[Task to complete]
All of the entries must be reproduced exactly, with no images carried over.

== Exercise input

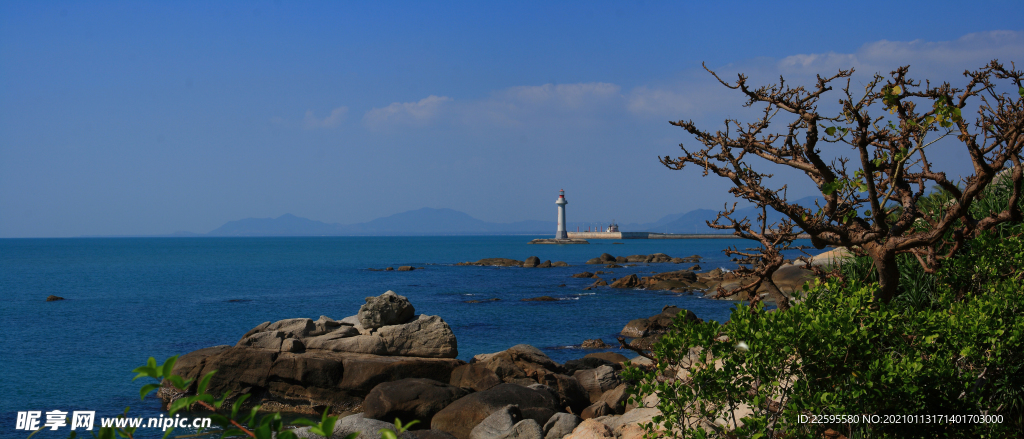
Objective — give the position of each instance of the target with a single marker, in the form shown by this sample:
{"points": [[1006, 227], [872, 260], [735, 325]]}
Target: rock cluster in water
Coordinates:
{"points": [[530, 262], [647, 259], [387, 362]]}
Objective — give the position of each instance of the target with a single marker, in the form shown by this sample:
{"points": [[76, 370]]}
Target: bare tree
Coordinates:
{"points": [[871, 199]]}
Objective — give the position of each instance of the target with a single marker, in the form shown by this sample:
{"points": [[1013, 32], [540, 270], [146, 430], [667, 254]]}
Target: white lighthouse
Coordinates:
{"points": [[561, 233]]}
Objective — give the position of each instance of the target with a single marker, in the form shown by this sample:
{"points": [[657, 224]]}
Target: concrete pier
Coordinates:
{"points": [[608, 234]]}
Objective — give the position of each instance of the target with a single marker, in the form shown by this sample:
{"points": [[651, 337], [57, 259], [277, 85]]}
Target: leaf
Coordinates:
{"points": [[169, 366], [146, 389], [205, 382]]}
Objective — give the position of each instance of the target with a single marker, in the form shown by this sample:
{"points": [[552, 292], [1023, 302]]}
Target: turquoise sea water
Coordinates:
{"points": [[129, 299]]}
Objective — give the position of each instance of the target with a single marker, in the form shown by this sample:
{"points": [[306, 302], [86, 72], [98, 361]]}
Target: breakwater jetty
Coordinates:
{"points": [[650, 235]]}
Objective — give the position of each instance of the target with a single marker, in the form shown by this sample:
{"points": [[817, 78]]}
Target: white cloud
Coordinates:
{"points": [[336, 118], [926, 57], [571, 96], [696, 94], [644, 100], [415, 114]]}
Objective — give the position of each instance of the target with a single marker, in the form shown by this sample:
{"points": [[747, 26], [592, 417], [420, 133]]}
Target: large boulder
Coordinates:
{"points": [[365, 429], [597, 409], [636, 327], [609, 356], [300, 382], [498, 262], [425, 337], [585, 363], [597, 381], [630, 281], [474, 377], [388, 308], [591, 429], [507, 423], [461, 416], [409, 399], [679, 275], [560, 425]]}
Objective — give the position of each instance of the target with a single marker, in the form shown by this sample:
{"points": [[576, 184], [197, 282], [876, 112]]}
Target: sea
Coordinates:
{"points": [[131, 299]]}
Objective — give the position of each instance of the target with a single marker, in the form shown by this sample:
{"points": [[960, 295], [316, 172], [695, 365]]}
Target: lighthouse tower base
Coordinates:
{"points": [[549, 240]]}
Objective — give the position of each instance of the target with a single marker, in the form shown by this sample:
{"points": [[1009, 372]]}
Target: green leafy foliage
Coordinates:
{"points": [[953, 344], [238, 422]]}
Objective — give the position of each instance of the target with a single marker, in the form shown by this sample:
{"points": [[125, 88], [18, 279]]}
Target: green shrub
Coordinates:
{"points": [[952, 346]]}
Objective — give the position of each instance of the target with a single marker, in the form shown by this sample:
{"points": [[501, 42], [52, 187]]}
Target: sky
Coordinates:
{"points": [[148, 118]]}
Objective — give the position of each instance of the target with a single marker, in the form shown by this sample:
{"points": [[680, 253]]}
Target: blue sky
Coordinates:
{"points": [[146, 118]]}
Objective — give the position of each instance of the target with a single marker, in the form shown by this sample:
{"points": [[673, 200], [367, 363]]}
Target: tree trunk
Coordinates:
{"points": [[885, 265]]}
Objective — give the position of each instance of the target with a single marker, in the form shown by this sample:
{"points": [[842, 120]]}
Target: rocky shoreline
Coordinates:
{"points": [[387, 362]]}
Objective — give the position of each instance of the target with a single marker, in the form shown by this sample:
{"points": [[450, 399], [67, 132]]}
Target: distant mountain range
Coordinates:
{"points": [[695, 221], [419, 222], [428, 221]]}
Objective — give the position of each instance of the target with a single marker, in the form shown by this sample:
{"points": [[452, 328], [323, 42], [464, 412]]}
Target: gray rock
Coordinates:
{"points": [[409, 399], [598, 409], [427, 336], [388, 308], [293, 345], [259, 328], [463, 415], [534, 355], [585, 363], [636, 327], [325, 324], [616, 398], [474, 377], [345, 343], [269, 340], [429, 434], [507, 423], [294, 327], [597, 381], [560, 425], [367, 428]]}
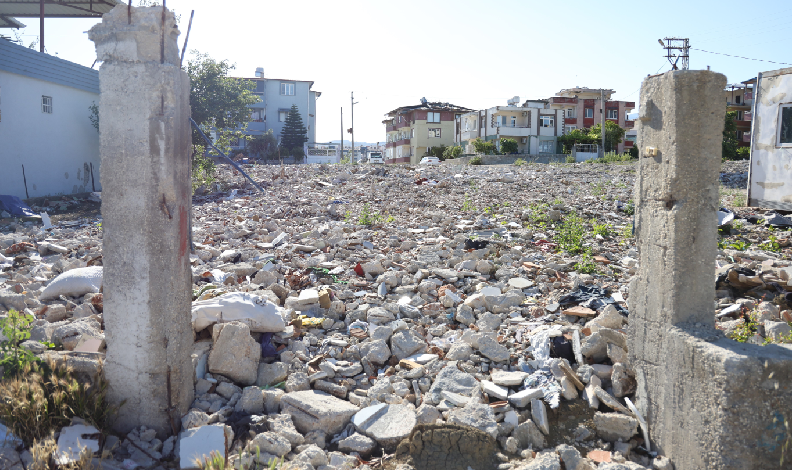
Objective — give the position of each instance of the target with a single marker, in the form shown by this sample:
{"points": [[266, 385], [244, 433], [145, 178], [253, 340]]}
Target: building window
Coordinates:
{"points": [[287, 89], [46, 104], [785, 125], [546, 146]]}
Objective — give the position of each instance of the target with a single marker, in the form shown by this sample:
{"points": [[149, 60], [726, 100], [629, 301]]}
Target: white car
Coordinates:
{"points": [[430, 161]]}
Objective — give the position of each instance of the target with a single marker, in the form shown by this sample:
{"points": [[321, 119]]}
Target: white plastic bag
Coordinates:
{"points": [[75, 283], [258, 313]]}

====

[Solution for this exercise]
Objective — give the position of each instance of the target with a single marker, in the form shown by this sample:
{"points": [[1006, 227], [872, 260], [735, 325]]}
Target: rock cluster in water
Coordinates:
{"points": [[530, 262], [647, 259], [387, 362]]}
Objective — give the position of each instance of the target with a single marker, in the form shown by this sample:
{"points": [[76, 370]]}
Target: bare tree
Coordinates:
{"points": [[871, 199]]}
Objective — give the position of each instance of the target with a single marker, in the form shown by this sample:
{"points": [[1013, 32], [540, 270], [146, 430], [667, 254]]}
Target: white lighthouse
Coordinates:
{"points": [[561, 233]]}
Objective — give the position of each instance of the target with a single marker, in the form shown by this sample:
{"points": [[657, 224]]}
Target: concrete pier
Coordinates:
{"points": [[608, 234]]}
Objective — give the position of each instance of the target with a single marker, in the form shown by this sample:
{"points": [[651, 337], [57, 259], [277, 85]]}
Target: leaf
Coordinates:
{"points": [[169, 366], [146, 389], [205, 382]]}
Objective — give the position of each instance of the target with a single marker, in the form shown by this sample:
{"points": [[552, 292], [1023, 302]]}
Target: turquoise sea water
Coordinates:
{"points": [[129, 299]]}
Objective — give the position of each instance of the target with a single marker, in the form shown by this sample:
{"points": [[306, 302], [86, 72], [98, 361]]}
Target: breakwater jetty
Coordinates:
{"points": [[650, 235]]}
Objective — give the position of each instance of the target with a single marker, in the form shown by this sample:
{"points": [[817, 78]]}
Target: white cloud
Coordinates:
{"points": [[336, 118], [926, 57], [571, 96], [696, 94], [644, 100], [415, 114]]}
Objective — give the position of each instance of the target with a single marker, in the form shown by this sample:
{"points": [[747, 26], [592, 417], [420, 133]]}
Target: large boulder
Coordinates:
{"points": [[365, 429], [597, 409], [636, 327], [609, 356], [300, 382], [498, 262], [425, 337], [585, 363], [597, 381], [630, 281], [474, 377], [388, 308], [591, 429], [507, 423], [461, 416], [409, 399], [679, 275], [560, 425]]}
Objective — give the position of each instance of the target with a single marker, in the form shown by this sample:
{"points": [[576, 184], [197, 282], [876, 112]]}
Target: sea
Coordinates:
{"points": [[131, 299]]}
Objective — give the position of each instance of the target with a single marker, in the form shown by this sample:
{"points": [[960, 295], [316, 172], [695, 365]]}
Target: lighthouse tower base
Coordinates:
{"points": [[549, 240]]}
Objective — give the position of each instance of the target with a single marker, in the form shown by this sample:
{"points": [[1009, 372]]}
Target: green leafy foliage
Coordinates:
{"points": [[953, 344], [238, 422]]}
Objective — give the position of each instance of the target with a single marker, in the form shown by this sample:
{"points": [[125, 88], [18, 279]]}
Target: green shrub
Coordinates:
{"points": [[952, 346]]}
Objective — give the position of each instance of the target with a single marker, in the form shown by this sample:
{"points": [[501, 42], [52, 187]]}
Target: sky
Coordinates:
{"points": [[148, 118]]}
Objective — give the position of each instance of the target with a single marker, in the form shown by this sample:
{"points": [[680, 253]]}
Target: blue sky
Coordinates:
{"points": [[146, 118]]}
Objective — give the position of each instance of the target with a single marker, in the form shown by this sample:
{"points": [[673, 200], [367, 363]]}
Target: tree trunk
Coordinates:
{"points": [[885, 265]]}
Objective — give the position of each instance of the target with a single marker, in the form shown by this sample:
{"points": [[842, 120]]}
Target: rocky shoreline
Coordinates:
{"points": [[387, 362]]}
Objective — give the position of each instance of the target with a single marker, in the form shown by this sample:
{"points": [[450, 399], [67, 132]]}
Target: distant mountain range
Coordinates:
{"points": [[695, 221], [419, 222], [428, 221]]}
Objective — give the position of each instance of the target with a single marker, in the form shown by this sample:
{"points": [[452, 328], [323, 42], [464, 412]]}
Target: gray rock
Coordinates:
{"points": [[409, 399], [598, 409], [427, 336], [388, 308], [293, 345], [259, 328], [463, 415], [534, 355], [585, 363], [636, 327], [325, 324], [616, 398], [474, 377], [345, 343], [269, 340], [429, 434], [507, 423], [294, 327], [597, 381], [560, 425], [367, 428]]}
Objective — give the position of each instance of the target with a single marker, in the form shown by this sample:
{"points": [[266, 385], [244, 433], [145, 178], [253, 340]]}
Target: building window
Coordinates:
{"points": [[287, 89], [46, 104], [785, 125], [546, 146]]}
Objective — give the position of each instance of the target with a single marker, in the form shown by this sample:
{"points": [[149, 60], [726, 100], [629, 301]]}
Target: white car
Coordinates:
{"points": [[430, 161]]}
Objective — give the position of each instance of the target with a single marker, in the form shown by this sample:
{"points": [[321, 119]]}
Target: white plastic bag
Coordinates:
{"points": [[75, 283], [258, 313]]}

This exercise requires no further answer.